Brief
Each line from the one containing "Please place a point on the lower cabinet" through the last line of the records below is to be repeated as written, with nothing added.

Material shown
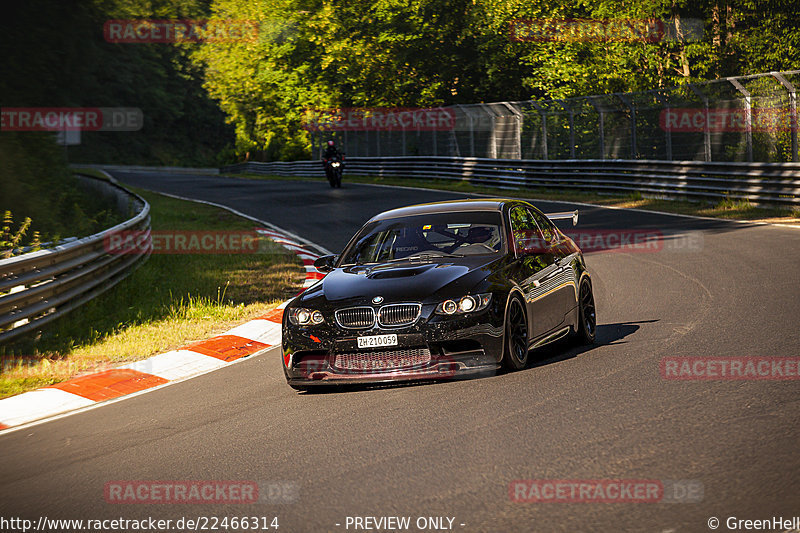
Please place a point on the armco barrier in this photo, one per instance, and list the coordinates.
(765, 183)
(41, 286)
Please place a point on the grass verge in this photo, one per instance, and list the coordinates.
(167, 302)
(724, 209)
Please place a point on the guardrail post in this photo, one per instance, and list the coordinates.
(628, 102)
(748, 115)
(792, 110)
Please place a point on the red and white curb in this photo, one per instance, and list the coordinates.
(177, 365)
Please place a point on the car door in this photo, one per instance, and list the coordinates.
(561, 278)
(535, 268)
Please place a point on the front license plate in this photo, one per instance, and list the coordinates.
(376, 341)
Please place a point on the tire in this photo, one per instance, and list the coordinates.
(515, 343)
(587, 314)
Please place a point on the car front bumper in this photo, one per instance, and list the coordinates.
(436, 350)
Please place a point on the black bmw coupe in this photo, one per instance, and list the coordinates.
(437, 291)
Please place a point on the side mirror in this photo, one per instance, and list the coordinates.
(325, 263)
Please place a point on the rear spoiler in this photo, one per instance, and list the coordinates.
(564, 215)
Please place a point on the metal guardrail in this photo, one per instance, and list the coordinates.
(41, 286)
(766, 183)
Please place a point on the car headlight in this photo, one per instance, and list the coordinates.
(468, 304)
(300, 316)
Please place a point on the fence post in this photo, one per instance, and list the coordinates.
(517, 131)
(544, 127)
(748, 113)
(628, 102)
(706, 129)
(601, 124)
(571, 115)
(663, 100)
(792, 110)
(471, 135)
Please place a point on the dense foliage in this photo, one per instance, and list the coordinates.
(323, 53)
(437, 52)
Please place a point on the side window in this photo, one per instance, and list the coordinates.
(524, 231)
(549, 231)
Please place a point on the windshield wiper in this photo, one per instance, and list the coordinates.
(428, 256)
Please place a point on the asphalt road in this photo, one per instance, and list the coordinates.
(452, 449)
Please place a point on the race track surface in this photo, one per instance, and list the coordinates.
(451, 449)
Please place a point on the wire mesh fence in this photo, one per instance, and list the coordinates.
(750, 118)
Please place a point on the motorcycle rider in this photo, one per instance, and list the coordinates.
(331, 152)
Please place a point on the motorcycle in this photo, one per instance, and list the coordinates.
(333, 170)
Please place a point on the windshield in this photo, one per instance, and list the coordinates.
(425, 236)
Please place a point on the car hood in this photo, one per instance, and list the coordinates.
(404, 281)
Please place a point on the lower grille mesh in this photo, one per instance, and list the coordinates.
(382, 360)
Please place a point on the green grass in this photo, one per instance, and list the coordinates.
(167, 302)
(725, 208)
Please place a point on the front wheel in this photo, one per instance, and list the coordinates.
(515, 349)
(587, 316)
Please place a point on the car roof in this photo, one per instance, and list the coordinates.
(451, 206)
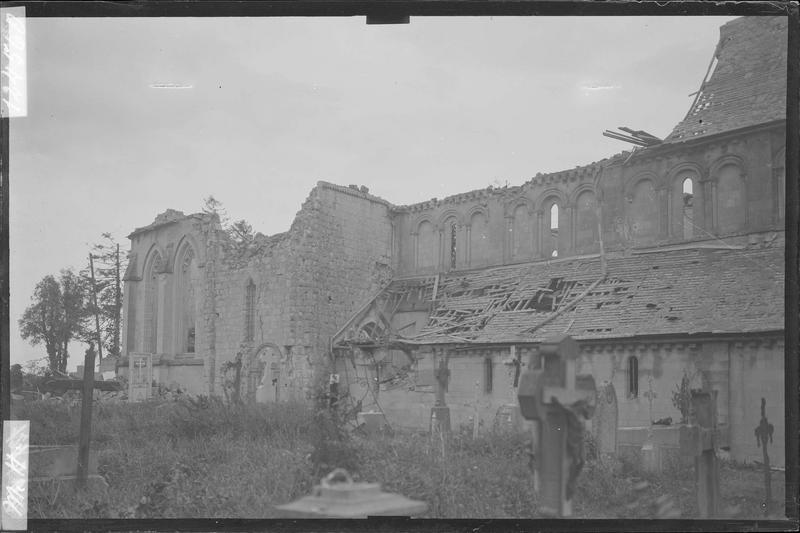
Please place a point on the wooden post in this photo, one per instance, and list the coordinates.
(96, 315)
(86, 416)
(117, 306)
(701, 439)
(763, 434)
(475, 418)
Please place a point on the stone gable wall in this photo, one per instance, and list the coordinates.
(336, 254)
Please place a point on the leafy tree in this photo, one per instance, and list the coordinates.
(241, 232)
(16, 377)
(56, 317)
(212, 206)
(109, 267)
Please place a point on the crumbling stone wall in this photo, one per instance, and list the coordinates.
(308, 281)
(642, 205)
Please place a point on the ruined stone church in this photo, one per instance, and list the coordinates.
(663, 262)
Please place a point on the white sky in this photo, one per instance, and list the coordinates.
(429, 109)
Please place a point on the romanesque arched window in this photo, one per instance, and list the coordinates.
(478, 240)
(643, 212)
(452, 242)
(554, 228)
(426, 245)
(687, 208)
(779, 185)
(552, 216)
(249, 311)
(151, 295)
(488, 375)
(585, 221)
(633, 377)
(188, 281)
(522, 233)
(731, 199)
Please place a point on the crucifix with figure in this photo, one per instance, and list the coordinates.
(700, 439)
(558, 400)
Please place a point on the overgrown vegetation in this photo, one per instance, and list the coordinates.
(202, 458)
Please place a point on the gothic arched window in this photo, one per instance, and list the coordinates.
(633, 377)
(188, 290)
(249, 311)
(151, 291)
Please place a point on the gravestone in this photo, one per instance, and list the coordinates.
(605, 420)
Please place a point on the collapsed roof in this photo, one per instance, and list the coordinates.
(685, 291)
(748, 83)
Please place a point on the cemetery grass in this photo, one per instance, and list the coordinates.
(206, 459)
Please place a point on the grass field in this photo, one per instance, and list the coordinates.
(205, 459)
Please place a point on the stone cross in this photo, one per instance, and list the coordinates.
(440, 412)
(700, 439)
(763, 434)
(86, 416)
(559, 401)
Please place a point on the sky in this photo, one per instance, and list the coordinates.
(257, 110)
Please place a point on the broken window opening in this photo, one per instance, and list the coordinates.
(688, 209)
(249, 311)
(488, 375)
(554, 217)
(633, 377)
(453, 246)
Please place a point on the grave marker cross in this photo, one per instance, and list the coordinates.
(764, 432)
(557, 400)
(701, 440)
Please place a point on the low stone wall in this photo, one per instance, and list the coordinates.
(665, 440)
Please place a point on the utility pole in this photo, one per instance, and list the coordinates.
(96, 315)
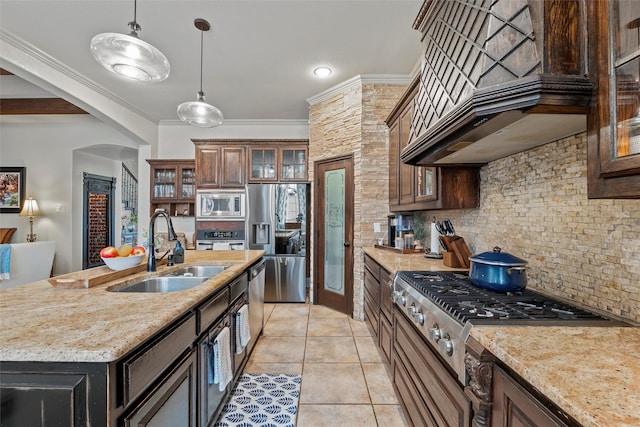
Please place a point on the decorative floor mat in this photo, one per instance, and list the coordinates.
(262, 400)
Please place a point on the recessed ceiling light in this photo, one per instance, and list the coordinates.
(322, 72)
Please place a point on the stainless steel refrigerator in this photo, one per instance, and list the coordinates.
(277, 224)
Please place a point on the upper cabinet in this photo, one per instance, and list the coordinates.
(220, 166)
(233, 163)
(293, 163)
(173, 186)
(613, 123)
(276, 162)
(424, 187)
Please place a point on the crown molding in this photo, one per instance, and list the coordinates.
(32, 72)
(246, 122)
(359, 80)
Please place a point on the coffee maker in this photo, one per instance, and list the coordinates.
(391, 226)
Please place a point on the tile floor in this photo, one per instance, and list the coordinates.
(344, 381)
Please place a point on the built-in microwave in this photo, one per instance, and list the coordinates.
(220, 204)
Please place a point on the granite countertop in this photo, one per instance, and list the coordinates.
(286, 234)
(592, 373)
(394, 261)
(43, 323)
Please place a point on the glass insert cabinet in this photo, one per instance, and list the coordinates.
(613, 122)
(173, 186)
(278, 163)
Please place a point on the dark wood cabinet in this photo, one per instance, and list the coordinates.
(414, 188)
(501, 398)
(208, 160)
(613, 121)
(378, 307)
(263, 164)
(220, 167)
(53, 394)
(293, 163)
(173, 186)
(231, 163)
(170, 403)
(233, 167)
(513, 406)
(280, 162)
(154, 384)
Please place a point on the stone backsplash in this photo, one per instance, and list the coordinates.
(534, 205)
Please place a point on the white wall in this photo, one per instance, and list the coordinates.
(56, 150)
(45, 146)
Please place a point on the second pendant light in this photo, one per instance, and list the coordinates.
(198, 112)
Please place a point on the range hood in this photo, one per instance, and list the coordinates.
(489, 87)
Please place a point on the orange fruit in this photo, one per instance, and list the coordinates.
(124, 250)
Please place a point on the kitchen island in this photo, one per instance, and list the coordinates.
(592, 373)
(111, 358)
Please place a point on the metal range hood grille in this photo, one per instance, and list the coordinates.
(488, 66)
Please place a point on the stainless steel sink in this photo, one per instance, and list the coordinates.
(197, 271)
(162, 284)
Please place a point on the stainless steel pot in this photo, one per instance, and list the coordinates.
(498, 271)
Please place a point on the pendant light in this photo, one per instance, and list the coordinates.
(199, 113)
(129, 56)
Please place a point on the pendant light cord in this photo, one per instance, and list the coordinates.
(134, 24)
(201, 55)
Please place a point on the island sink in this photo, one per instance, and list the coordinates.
(197, 271)
(162, 284)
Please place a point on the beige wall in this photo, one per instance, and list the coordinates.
(352, 122)
(534, 205)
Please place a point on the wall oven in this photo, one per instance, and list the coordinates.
(229, 240)
(220, 204)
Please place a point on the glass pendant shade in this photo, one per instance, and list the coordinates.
(199, 113)
(130, 57)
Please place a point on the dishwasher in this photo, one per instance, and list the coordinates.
(256, 301)
(213, 317)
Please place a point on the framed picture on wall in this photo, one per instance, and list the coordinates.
(12, 185)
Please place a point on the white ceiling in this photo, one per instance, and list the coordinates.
(259, 55)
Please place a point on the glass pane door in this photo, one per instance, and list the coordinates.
(334, 213)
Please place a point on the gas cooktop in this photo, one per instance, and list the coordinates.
(454, 293)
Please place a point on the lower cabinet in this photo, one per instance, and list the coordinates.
(162, 382)
(53, 394)
(503, 399)
(514, 406)
(172, 402)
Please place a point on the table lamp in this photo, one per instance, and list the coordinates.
(30, 209)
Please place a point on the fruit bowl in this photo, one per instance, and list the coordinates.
(120, 263)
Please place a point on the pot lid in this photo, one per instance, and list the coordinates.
(496, 257)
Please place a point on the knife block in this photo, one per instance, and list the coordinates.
(451, 260)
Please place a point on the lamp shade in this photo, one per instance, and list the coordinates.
(130, 57)
(199, 113)
(30, 208)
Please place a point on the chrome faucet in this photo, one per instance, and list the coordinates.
(151, 260)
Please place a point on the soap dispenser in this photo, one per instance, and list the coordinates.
(178, 253)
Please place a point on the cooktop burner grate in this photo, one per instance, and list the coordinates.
(454, 293)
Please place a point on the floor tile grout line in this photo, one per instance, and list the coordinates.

Task result
Please place a point on the lower cabinet in this photo, one per instance, and list the coordinates.
(162, 382)
(53, 394)
(503, 399)
(514, 406)
(172, 402)
Please place a point on the table lamp in this photo, one per instance, and list the coordinates.
(30, 209)
Please place a point on the fruit bowl in this photo, one per instance, and list the coordinates.
(120, 263)
Please place a point on the pot lid in this photo, one per instance, and list the coordinates.
(496, 257)
Please place a point on the knife block in this photo, one per instance, and list the coordinates.
(451, 260)
Please place a point on the lamp shade in this photo, one per instance, and list the coordinates.
(130, 57)
(199, 113)
(30, 208)
Please place a point on the chrome faucet in this photo, one per instance, and list the coordinates.
(151, 260)
Please place a point on the soap dispenser in this photo, one per instance, and list the coordinates.
(178, 253)
Please place a point on the cooktop burner grate in this photo, one per instance, and list the coordinates.
(454, 293)
Please place a point on the floor tile grout line in this photo, one per instance, and list the coordinates.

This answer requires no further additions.